## Work to complete
• a. For the beagle board x15 boot-failure thread, decide whether each statement agrees with it, answering yes or no and quoting the exact words of the thread that settle it. (i) Bisecting led to commit aece27a2f01b. (ii) Reverting the patch leaves the board still failing to boot. (iii) On OMAP, the device is guaranteed to be active at probe.
• b. Write out the beagle board x15 boot-failure thread from "On Thu, Jun" up to and including "beagle board x15.".

## Document extract
— begin —

Re: 4.18.0-rc1-next-20180619 boot failed on beagle board x15

From: Rafael J. Wysocki
Date: Thu Jun 21 2018 - 08:02:09 EST


On Thu, Jun 21, 2018 at 9:58 AM, Roger Quadros <rogerq@xxxxxx> wrote:
> +Rafael
>
> On 20/06/18 18:30, Samuel Morris wrote:
>> On Wed, Jun 20, 2018 at 8:58 AM, Roger Quadros <rogerq@xxxxxx> wrote:
>>> Tony,
>>>
>>> On 20/06/18 13:29, Tony Lindgren wrote:
>>>> Hi,
>>>>
>>>> * Naresh Kamboju <naresh.kamboju@xxxxxxxxxx> [180620 05:55]:
>>>>> Linux next (4.18.0-rc1-next-20180619) boot failed on beagle board x15.
>>>>
>>>> Bisect points to commit aece27a2f01b ("ata: ahci_platform: allow disabling of
>>>> hotplug to save power").
>>>>
>>>> Reverting the patch makes things work again. Any ideas what
>>>> might be going wrong here? Things clearly idle but then there
>>>> seems to be some register access with clocks disabled.
>>>
>>> The commit is doing this in probe.
>>>
>>> + pm_runtime_set_active(dev);
>>> pm_runtime_enable(dev);
>>> - pm_runtime_get_sync(dev);
>>> + pm_runtime_forbid(dev);
>>>
>>> On OMAP, the device is not guaranteed to be active at probe and so we can't
>>> say pm_runtime_set_active() and get rid of pm_runtime_get_sync().

— end —

## Material shown
— begin —

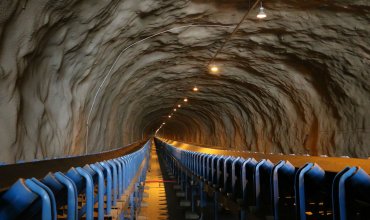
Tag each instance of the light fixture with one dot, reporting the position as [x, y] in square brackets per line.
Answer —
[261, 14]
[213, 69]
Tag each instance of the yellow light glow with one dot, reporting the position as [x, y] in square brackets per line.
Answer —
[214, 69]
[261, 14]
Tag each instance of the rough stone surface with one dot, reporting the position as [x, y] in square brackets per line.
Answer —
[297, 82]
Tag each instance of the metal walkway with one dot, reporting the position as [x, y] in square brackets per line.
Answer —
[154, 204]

— end —
— begin —

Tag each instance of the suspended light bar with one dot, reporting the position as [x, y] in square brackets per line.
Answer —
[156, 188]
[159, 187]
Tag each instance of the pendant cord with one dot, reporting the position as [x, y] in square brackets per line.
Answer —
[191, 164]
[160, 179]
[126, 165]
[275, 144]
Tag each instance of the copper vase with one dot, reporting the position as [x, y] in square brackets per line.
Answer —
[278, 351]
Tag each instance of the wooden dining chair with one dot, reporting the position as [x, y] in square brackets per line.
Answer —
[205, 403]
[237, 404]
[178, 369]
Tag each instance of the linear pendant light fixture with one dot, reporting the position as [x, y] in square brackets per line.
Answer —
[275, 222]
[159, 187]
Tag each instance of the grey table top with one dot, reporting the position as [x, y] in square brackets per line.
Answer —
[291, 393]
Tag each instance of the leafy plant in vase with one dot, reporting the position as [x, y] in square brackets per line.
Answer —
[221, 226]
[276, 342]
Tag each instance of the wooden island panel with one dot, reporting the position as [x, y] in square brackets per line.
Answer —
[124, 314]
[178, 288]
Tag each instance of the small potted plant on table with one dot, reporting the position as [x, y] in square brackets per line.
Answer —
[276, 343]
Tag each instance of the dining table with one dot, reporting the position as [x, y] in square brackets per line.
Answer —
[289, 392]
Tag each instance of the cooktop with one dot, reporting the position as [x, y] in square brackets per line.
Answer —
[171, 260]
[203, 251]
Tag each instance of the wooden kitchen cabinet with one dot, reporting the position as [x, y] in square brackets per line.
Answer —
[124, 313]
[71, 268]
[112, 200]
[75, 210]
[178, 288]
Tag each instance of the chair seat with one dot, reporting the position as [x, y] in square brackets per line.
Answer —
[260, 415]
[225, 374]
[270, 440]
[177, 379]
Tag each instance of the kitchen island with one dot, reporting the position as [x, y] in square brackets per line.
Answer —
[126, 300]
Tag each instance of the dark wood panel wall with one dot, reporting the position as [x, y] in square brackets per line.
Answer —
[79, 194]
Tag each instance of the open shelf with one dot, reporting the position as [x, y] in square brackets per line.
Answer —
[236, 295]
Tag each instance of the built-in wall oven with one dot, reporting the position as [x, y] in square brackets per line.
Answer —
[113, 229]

— end —
— begin —

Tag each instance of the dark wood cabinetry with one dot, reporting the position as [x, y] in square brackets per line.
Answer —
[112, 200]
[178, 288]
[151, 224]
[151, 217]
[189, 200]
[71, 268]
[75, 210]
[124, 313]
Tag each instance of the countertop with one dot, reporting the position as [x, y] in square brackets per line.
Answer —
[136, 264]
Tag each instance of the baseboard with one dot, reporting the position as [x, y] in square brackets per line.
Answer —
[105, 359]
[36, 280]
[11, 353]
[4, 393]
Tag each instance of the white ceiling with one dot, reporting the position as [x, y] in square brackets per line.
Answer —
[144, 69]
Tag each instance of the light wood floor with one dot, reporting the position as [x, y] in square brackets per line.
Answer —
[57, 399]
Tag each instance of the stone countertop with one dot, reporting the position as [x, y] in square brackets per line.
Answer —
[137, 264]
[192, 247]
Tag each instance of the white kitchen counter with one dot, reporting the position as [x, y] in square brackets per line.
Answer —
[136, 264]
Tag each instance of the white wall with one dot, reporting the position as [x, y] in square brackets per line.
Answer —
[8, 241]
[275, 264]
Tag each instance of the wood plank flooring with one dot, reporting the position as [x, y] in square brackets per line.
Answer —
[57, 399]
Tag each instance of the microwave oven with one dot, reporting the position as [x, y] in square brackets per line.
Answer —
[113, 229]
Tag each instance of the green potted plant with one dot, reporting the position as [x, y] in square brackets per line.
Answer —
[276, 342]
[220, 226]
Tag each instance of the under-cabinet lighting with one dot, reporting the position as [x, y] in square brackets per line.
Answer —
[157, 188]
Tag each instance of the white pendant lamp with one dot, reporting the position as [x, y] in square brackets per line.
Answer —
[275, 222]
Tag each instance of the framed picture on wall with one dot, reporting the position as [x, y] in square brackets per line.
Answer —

— end —

## Answers to the tasks
• a.
(i) Yes: "Bisect points to commit aece27a2f01b"
(ii) No: "Reverting the patch makes things work again."
(iii) No: "On OMAP, the device is not guaranteed to be active at probe"

• b.
On Thu, Jun 21, 2018 at 9:58 AM, Roger Quadros <rogerq@xxxxxx> wrote:
> +Rafael
>
> On 20/06/18 18:30, Samuel Morris wrote:
>> On Wed, Jun 20, 2018 at 8:58 AM, Roger Quadros <rogerq@xxxxxx> wrote:
>>> Tony,
>>>
>>> On 20/06/18 13:29, Tony Lindgren wrote:
>>>> Hi,
>>>>
>>>> * Naresh Kamboju <naresh.kamboju@xxxxxxxxxx> [180620 05:55]:
>>>>> Linux next (4.18.0-rc1-next-20180619) boot failed on beagle board x15.